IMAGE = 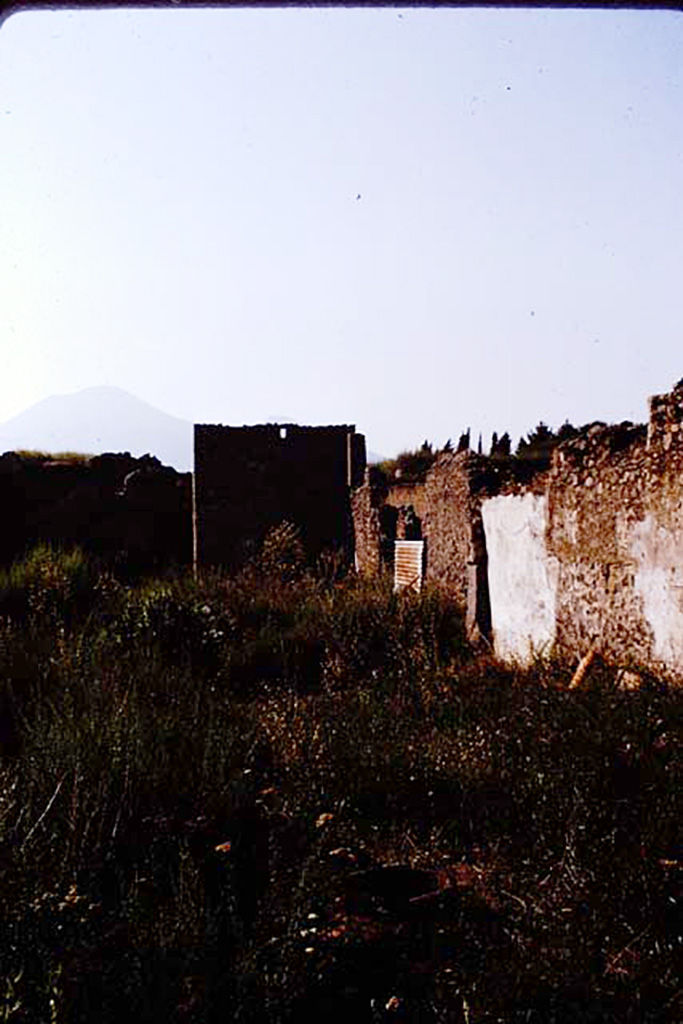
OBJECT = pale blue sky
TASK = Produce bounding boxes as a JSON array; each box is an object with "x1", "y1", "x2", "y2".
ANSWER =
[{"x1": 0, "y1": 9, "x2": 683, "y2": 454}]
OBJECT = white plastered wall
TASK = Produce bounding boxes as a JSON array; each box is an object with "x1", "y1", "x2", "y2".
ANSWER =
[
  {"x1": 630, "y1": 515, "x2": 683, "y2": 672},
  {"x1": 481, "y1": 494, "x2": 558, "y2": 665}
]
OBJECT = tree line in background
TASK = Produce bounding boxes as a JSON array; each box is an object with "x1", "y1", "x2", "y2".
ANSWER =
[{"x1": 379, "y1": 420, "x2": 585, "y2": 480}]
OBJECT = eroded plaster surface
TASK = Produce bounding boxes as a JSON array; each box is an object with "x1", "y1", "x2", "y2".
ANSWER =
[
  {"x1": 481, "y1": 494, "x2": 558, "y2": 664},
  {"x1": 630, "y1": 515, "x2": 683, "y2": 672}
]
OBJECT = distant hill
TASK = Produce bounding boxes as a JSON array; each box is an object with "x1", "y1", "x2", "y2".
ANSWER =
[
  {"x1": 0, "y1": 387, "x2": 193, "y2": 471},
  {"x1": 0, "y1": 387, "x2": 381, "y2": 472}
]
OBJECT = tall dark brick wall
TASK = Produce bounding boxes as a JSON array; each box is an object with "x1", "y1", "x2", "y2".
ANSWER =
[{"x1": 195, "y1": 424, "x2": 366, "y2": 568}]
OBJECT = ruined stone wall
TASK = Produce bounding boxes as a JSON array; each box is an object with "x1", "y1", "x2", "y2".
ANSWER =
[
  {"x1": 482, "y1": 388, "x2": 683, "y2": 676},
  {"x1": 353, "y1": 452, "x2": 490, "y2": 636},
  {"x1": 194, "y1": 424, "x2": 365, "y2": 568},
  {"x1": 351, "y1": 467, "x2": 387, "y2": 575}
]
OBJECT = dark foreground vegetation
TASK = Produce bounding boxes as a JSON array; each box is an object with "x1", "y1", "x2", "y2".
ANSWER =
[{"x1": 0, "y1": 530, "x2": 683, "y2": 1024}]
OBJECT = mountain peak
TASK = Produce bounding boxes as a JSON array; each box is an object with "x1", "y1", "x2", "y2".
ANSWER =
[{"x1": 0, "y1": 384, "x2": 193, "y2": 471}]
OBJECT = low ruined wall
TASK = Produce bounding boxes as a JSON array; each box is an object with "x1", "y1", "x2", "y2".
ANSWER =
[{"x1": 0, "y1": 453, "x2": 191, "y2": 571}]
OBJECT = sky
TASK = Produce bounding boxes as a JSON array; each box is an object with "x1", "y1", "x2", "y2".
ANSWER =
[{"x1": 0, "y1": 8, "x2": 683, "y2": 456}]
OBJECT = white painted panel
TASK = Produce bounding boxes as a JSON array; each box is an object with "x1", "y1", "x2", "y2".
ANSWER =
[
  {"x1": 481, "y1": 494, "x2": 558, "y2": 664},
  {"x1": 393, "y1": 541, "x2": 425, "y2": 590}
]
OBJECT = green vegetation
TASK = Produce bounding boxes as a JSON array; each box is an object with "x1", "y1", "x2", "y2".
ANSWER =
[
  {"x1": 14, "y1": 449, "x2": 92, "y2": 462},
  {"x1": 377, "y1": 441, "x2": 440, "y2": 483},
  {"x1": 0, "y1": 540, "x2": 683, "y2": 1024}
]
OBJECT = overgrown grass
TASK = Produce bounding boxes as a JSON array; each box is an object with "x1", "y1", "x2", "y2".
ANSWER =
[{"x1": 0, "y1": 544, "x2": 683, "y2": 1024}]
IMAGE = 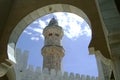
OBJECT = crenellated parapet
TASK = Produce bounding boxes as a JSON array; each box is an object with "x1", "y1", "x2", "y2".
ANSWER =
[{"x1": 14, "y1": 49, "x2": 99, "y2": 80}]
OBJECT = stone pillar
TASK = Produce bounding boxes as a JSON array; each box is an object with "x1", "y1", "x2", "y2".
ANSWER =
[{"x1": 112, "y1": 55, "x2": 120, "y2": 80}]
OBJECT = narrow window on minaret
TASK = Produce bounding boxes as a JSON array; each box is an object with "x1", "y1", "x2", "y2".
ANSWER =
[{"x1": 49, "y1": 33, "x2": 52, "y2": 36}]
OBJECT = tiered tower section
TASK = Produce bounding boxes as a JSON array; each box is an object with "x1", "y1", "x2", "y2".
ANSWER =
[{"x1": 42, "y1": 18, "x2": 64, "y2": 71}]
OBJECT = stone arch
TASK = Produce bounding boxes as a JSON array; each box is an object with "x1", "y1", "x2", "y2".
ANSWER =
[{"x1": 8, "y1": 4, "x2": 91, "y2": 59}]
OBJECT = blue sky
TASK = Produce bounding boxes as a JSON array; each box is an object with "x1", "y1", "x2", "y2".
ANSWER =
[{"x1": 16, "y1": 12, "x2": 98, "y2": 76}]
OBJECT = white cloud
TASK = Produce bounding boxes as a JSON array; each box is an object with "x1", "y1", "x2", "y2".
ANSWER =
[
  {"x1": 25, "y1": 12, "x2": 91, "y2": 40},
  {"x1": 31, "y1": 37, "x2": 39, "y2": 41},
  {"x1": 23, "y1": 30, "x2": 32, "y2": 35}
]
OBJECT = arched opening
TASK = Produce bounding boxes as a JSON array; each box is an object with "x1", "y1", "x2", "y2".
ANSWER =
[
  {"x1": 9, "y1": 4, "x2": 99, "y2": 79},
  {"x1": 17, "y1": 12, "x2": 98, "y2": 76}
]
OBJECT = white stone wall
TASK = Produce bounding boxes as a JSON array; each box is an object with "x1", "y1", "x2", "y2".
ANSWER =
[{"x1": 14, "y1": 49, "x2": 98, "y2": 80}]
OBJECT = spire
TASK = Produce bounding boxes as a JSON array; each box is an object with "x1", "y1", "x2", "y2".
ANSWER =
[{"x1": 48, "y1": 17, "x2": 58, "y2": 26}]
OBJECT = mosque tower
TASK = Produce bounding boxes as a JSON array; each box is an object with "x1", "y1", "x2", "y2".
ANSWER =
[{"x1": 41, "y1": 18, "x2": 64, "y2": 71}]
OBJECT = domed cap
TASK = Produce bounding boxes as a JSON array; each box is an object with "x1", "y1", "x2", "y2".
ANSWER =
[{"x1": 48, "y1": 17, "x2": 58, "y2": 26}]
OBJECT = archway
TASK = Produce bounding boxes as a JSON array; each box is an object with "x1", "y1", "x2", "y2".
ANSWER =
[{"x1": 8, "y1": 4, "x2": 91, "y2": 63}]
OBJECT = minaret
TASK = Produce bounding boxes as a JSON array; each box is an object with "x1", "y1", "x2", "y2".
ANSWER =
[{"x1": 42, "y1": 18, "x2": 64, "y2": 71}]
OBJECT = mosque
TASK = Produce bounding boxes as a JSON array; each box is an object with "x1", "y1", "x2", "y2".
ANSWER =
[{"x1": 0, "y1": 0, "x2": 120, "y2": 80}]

§

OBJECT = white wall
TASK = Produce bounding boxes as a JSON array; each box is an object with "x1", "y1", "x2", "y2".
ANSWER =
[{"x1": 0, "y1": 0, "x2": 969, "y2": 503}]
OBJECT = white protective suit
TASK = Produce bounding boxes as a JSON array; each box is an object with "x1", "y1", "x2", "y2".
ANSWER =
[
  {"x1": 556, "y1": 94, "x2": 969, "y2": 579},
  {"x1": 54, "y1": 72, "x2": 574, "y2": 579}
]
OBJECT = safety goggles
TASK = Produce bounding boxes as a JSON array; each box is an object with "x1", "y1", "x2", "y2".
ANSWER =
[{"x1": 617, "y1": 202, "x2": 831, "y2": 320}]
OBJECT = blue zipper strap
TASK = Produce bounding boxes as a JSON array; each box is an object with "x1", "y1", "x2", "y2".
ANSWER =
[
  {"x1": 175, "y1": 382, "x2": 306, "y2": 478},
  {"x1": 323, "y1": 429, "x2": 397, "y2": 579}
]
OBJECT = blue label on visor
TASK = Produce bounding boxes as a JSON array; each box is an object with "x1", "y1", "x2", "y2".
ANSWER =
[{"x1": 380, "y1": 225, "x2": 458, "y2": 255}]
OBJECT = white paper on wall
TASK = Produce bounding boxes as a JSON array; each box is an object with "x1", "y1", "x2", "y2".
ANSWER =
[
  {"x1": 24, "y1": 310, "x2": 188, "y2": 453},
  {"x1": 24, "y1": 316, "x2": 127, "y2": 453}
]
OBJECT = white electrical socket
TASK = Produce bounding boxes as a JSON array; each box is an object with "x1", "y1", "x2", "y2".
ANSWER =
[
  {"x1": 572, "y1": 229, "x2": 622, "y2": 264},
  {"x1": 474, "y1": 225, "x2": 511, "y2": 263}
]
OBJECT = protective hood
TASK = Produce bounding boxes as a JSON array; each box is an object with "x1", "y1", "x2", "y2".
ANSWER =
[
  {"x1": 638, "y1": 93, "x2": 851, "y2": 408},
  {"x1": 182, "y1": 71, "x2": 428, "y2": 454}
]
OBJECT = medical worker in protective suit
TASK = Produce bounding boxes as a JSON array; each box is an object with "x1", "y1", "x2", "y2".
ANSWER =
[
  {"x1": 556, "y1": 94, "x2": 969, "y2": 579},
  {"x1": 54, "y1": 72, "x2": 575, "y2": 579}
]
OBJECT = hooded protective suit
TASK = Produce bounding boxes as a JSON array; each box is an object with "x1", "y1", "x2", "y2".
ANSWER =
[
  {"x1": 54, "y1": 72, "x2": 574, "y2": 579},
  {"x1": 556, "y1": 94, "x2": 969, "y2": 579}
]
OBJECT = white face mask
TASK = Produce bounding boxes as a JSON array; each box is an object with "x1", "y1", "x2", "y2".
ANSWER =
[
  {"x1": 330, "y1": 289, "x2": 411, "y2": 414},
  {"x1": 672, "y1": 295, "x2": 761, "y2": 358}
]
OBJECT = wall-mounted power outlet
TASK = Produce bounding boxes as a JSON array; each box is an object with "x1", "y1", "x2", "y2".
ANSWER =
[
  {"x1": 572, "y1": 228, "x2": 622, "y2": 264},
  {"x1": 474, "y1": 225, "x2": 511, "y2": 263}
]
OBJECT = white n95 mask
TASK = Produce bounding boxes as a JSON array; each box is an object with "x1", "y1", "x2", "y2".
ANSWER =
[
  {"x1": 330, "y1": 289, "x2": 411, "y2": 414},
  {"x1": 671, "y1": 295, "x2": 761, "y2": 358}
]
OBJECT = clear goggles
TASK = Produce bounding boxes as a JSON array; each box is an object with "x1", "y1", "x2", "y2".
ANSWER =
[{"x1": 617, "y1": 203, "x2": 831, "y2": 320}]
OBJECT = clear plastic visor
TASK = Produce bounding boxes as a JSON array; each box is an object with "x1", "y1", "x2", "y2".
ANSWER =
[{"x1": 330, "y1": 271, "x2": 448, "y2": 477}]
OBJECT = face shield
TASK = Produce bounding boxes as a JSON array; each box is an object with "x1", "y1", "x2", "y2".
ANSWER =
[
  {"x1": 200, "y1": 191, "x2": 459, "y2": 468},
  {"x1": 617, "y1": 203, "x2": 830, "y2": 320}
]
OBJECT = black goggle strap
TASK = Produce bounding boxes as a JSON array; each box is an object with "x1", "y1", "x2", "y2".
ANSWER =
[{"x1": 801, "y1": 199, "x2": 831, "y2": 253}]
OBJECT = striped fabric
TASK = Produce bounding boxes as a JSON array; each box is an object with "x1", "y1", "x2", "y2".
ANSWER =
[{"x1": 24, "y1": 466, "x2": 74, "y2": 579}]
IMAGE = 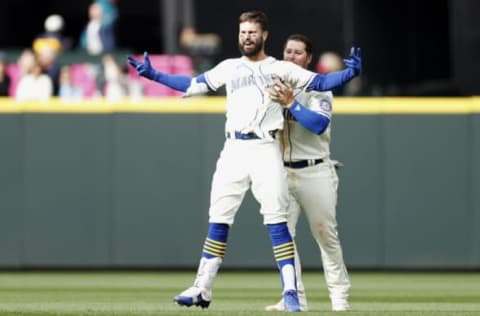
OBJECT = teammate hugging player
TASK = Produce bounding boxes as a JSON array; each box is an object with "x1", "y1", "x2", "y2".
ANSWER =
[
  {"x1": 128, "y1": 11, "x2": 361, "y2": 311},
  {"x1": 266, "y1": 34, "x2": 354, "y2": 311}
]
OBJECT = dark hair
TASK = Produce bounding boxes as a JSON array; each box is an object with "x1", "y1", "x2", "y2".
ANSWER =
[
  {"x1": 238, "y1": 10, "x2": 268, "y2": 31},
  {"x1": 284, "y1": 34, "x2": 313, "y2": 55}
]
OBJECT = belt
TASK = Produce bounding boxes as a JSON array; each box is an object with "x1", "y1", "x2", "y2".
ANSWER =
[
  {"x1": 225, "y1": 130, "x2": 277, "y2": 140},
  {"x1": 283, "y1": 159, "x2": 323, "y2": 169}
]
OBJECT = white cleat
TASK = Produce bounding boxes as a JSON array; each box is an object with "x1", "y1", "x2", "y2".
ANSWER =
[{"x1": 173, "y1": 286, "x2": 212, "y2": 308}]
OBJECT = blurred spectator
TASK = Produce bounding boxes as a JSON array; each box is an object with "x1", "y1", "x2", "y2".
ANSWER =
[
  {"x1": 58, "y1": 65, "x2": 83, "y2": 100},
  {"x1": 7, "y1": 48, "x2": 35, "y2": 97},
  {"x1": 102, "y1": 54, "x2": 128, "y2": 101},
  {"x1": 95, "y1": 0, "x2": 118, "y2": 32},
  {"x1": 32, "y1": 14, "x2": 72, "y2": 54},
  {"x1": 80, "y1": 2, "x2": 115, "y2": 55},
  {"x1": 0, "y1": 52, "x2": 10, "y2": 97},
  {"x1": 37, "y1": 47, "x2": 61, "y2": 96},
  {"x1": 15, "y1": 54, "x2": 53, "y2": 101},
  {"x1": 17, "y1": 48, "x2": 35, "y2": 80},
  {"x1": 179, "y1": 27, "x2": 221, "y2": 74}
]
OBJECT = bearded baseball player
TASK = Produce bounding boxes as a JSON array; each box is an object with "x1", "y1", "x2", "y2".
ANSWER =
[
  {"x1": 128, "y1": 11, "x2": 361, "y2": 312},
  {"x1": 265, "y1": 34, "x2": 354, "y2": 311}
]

§

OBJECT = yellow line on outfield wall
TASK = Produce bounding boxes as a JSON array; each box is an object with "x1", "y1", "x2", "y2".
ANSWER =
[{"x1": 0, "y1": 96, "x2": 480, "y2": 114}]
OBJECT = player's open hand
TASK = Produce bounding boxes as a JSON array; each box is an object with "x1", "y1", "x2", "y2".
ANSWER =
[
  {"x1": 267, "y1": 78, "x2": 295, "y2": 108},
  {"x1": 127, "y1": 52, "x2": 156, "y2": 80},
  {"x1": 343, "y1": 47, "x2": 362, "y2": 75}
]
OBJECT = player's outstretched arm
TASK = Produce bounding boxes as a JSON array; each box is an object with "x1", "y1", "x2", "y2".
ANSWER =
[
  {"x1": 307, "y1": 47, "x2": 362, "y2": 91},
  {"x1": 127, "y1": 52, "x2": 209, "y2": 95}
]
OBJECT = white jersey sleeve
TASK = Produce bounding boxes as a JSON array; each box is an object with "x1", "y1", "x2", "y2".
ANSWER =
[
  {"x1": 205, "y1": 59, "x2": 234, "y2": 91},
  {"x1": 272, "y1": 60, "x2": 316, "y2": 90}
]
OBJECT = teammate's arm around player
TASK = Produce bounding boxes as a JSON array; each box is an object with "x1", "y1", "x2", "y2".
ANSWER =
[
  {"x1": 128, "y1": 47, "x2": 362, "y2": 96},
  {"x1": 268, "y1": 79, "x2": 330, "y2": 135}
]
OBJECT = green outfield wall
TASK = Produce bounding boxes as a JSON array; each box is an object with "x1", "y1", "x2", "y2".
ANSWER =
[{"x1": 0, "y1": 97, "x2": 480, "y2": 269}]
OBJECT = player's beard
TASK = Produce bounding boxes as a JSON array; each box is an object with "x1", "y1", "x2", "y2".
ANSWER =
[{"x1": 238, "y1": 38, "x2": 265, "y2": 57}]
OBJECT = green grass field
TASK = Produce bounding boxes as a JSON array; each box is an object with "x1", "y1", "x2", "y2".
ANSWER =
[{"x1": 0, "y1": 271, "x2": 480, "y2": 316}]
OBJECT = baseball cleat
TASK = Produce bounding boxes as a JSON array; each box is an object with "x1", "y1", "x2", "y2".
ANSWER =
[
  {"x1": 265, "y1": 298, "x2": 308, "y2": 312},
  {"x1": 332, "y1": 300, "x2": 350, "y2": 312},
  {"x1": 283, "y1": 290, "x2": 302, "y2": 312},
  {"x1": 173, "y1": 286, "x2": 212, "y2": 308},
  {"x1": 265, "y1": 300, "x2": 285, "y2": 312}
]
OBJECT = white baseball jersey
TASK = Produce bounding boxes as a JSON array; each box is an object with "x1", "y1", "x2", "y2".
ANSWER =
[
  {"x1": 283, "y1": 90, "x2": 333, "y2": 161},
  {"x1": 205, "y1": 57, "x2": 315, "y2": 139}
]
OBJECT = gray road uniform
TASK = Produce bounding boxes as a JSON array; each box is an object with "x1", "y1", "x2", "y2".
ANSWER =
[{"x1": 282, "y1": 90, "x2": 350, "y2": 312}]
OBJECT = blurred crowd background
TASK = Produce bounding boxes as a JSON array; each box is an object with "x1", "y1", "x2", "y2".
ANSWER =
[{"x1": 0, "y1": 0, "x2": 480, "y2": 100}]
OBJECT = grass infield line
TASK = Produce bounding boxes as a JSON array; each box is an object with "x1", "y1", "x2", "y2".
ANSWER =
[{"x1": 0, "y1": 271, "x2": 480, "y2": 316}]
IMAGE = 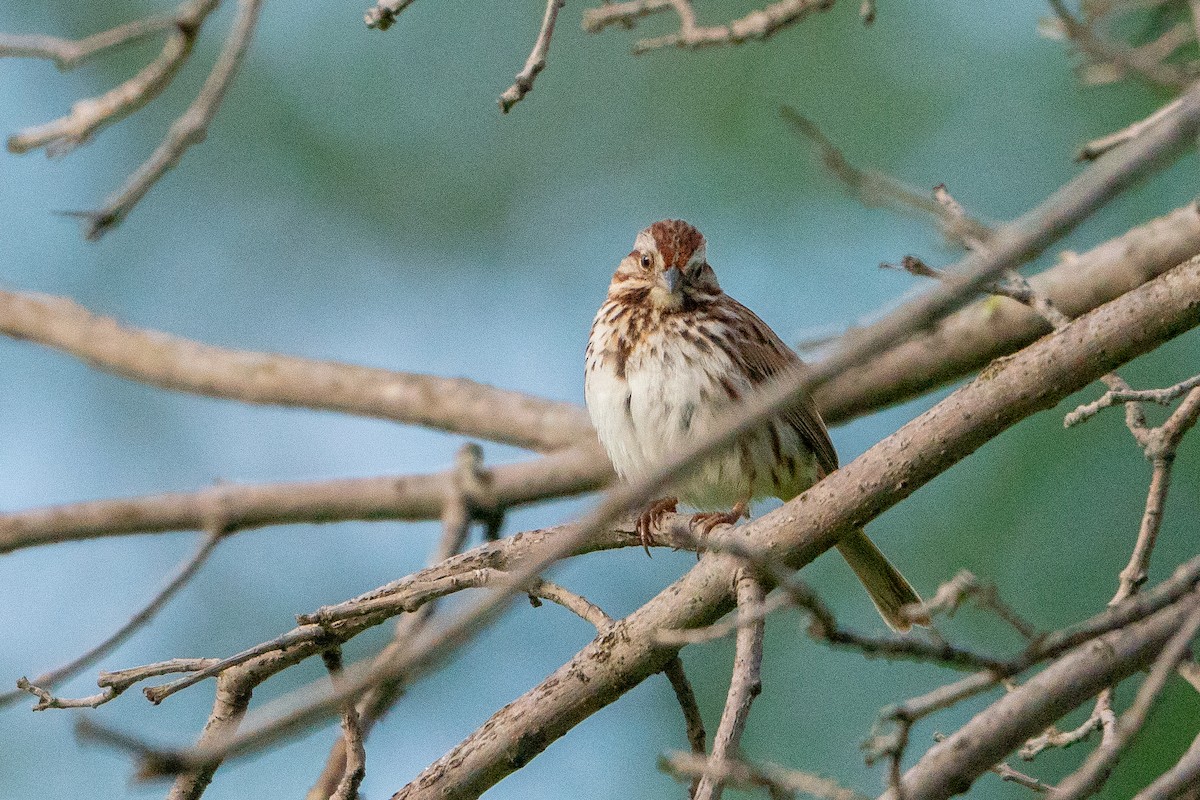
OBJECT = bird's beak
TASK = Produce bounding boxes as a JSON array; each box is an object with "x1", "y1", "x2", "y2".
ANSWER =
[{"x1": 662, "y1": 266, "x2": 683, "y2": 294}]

§

Count the lines in the rows above that contain the word "jersey", treating uppercase and lowercase as distinct, and give only the number.

2